> **Required actions**:
[A] Answer these questions from the text on TMAO hydration:
(i) In what kind of fish is TMAO found naturally?
(ii) What does the abbreviation pTMAO stand for?
(iii) How does the antibiofouling performance of CBAAs change as the size of their spacer increases?
[B] Can you resume the text on TMAO hydration, picking up right after its final sentence?

> **Selected extract**:
*** Begin section ***

TMAO's hydration at molecular and surface levels Trimethylamine N-oxide (TMAO) is a naturally-occurring zwitterionic biopolymer found in deep seawater fish. Its positive and negative moieties are directly connected, i.e., it has zero zwitterionic spacing. To date, it exhibits the highest salt-resisting antibiofouling efficacy. Using \({\it ab~initio}\) and atomistic molecular dynamics, my work looks into TMAO’s hydration to realize the origin of its unique antibiofouling performances (Figure 8-9). Note: This research is supported by DOD-ONR.
Exceptional antibiofouling efficacy of TMAO: Unlike other zwitterions, TMAO and polymer-TMAO (pTMAO) brush exhibit the highest antibiofouling efficacy against different proteins, even in the presence of high salt concentration. Upon characterization of molecular and surface (polymer brush) hydrations using multiscale simulation, my work provides the reasons for such exceptional antibiofouling behavior of TMAO (Figure 8-9).
Why is TMAO superior to CBAAs? Carboxybetaine acrylamides (CBAAs) have non-zero spacing, i.e., their oppositely-charged moieties are separated by a spacer, unlike TMAO. Their antibiofouling performance is not comparable to that of TMAO and decreases as the size of the spacer increases. How the size of the spacer controls their hydration and antibiofouling is still unknown. My unpublished work elucidates the role of spacer on zwitterionic hydration, providing the answer for TMAO’s superiority over CBAAs as an antibiofouling material.

*** End section ***

> **Data excerpts**:
*** Begin section ***

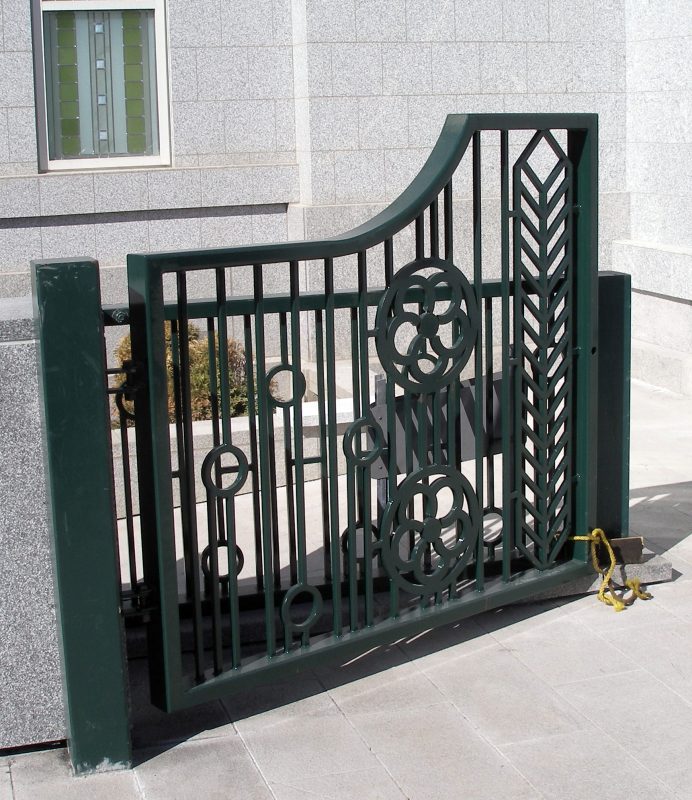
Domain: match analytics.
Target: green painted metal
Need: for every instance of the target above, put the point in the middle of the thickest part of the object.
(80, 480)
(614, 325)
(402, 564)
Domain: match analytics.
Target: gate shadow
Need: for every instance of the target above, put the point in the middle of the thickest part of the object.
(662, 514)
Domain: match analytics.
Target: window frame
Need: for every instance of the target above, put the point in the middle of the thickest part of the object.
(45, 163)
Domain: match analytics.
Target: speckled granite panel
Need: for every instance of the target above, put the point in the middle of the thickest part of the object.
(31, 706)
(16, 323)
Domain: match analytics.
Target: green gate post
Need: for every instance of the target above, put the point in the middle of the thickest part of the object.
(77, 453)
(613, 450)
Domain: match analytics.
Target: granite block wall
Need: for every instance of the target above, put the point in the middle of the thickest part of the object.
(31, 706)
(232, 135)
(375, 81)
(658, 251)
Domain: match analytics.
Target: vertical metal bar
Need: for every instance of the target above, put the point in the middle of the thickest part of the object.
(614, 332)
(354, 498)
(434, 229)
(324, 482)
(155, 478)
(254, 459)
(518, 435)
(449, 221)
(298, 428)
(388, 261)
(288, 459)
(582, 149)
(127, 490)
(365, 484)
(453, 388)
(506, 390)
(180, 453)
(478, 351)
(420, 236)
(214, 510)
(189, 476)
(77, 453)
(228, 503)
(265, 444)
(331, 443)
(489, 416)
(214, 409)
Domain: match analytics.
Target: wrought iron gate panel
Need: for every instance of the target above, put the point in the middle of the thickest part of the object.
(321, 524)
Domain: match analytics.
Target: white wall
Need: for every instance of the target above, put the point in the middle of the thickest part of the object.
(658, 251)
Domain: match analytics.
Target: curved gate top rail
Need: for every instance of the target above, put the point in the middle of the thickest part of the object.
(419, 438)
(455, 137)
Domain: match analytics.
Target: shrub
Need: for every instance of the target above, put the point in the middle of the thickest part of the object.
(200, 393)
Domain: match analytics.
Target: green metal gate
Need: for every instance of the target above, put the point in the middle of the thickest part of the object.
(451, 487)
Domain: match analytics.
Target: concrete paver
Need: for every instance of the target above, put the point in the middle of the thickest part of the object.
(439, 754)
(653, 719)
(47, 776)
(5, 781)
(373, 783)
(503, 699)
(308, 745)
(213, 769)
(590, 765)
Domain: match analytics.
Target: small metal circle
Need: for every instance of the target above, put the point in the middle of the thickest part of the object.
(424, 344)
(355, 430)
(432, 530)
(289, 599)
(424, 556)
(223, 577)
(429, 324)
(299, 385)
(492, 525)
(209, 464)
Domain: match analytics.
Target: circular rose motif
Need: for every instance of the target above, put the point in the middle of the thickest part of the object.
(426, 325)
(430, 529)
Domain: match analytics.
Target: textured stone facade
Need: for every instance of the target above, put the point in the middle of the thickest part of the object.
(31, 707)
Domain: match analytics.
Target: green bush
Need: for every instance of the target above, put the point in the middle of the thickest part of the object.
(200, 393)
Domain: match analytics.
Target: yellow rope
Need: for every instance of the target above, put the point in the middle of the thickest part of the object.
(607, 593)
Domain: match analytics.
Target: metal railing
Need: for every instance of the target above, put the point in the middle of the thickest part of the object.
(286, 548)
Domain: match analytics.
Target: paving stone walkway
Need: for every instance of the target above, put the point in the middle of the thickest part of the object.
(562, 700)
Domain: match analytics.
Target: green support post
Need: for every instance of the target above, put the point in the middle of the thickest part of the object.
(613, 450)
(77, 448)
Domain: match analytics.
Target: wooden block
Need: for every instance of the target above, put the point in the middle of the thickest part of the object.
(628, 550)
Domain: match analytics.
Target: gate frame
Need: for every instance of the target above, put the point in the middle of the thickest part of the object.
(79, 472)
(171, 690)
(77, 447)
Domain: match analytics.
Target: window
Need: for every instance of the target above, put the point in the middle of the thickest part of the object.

*** End section ***

> **Responses**:
[A]
(i) Deep seawater fish.
(ii) Polymer-TMAO.
(iii) It decreases.

[B]
Inorganic-Organic Hybrid Materials
Structure-Property Relationship of 2D-chiral-hybrid Perovskites
2D-chiral-hybrid perovskites (2D-CHPs) are layered materials, with the inorganic halide sandwiched between organic cations. They are attractive candidates for spintronics and spin-orbitronics, and thus for quantum computing, along with many other applications such as chiroptical spectroscopy and photovoltaic. The organic molecule’s chirality (inversion asymmetry) is a means of obtaining Rashba-Dresselhaus spin-splitting without applying a magnetic field (Figure 10). The chirality transfer of the organic molecules across the organic-inorganic interface leads to the distortion (symmetry-breaking) in the inorganic-halide sublattice. On the other hand, the heavy atom, such as Pb, introduces the relativistic effect, spin-orbit coupling (SOC). The broken inversion symmetry and SOC effect lift the two-fold degeneracy of the conduction band, splitting into upper and lower spin-polarized bands. Such splitting enables interconversion between charge and spin currents (via Edelstein and inverse Edelstein effects), a must-have functionality for spintronics. My present focus is on understanding the temperature-dependent structure-property relationship, such as circular dichroism (CD) spectrum, degree of chirality, and circularly polarized luminescence (CPL), of 2D-lead iodides. Information obtained from such studies is essential to understanding the chiroptical activity and spin properties of 2D-lead iodides. Note: This research is supported by NSF.